Texto de origem:
______

# se calhar ?



## alf62

Oi!
Preciso de vossa ajuda.
Como é que eu posso traduzir (ao espanhol) " se calhar" no seguinte texto de Alice Vieira? As definições do meu dicionário naõ me ajudam e naõ percebo estas frases.
_A menina é muito nova, e *se calhar* naõ sabe estas coisas,.....
*Se calhar* essa escola hoje até já nem existe, se calhar já fechou,....
Muito obrigado
Alf62
Espanha
_


----------



## Vanda

Vou dar-lhe alguns sinônimos para calhar, o que calhar (der certo, acertar, convir) você usa.  

calhar- convir / acontecer, acertar / coincidir

Do dicionário espanhol:
_vi _coincidir, ser oportuno, conveniente, adecuado. *vir a calhar* como anillo al dedo.

E aqui no WR.

_A menina é muito nova, e *se calhar* naõ sabe estas coisas,....._

_Nesta frase eu diria: e pode ser que não saiba estas coisas...

*Se calhar* essa escola hoje até já nem existe, se calhar já fechou,....

E nesta eu diria: Pode ser que essa escola hoje, até já nem existe, pode ser/ vai ver que já fechou.

_Desde que você dê a idéia acima, poderá usar o termo em espanhol que calhe/ que sirva/ que seja adequado.


----------



## Lusitania

ou então substituir apenas por talvez?


----------



## nusa

Oi!
Yo utilizaría mejor "*quizás*".
Comprimentos.


----------



## magdala

Sí, quizás o a lo mejor, tal vez...


----------



## lnieves

Hola, estoy tratando de traducir un texto del portugués al español. Ya está casi todo listo excepto por una frase:  «e se calhar não tem mesmo» Lo mejor a lo que he podido llegar es: «Y puede ser que sea cierto». El párrafo completo es:

_«__Outsider_, iconoclasta, um segunda-linha: alguns dos epítetos dirigidos a Ron Paul, significando que o republicano não tem a mínima hipótese de ser nomeado candidato à presidência pelo partido do elefante. E se calhar não tem mesmo.»

¿Es correcta mi traducción de esa última frase?

Saludos y de antemano, muchas gracias.

______

Instruções:
- A) Com base na discussão sobre "se calhar", responda:
(i) De que autora é o texto citado por alf62?
(ii) Que palavra Lusitania sugere como substituta?
(iii) Que termo em espanhol nusa diz preferir?
- B) Extraia da discussão sobre "se calhar", sem alterações, o trecho que começa em "E nesta eu diria: Pode" e termina em "que seja adequado.", incluindo este último.

Dados de origem:
______

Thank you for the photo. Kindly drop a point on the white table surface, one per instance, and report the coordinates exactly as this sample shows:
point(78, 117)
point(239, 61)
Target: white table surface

______

Respostas por tarefa:
- A)
(i) Alice Vieira
(ii) talvez
(iii) quizás

- B)
E nesta eu diria: Pode ser que essa escola hoje, até já nem existe, pode ser/ vai ver que já fechou.

_Desde que você dê a idéia acima, poderá usar o termo em espanhol que calhe/ que sirva/ que seja adequado.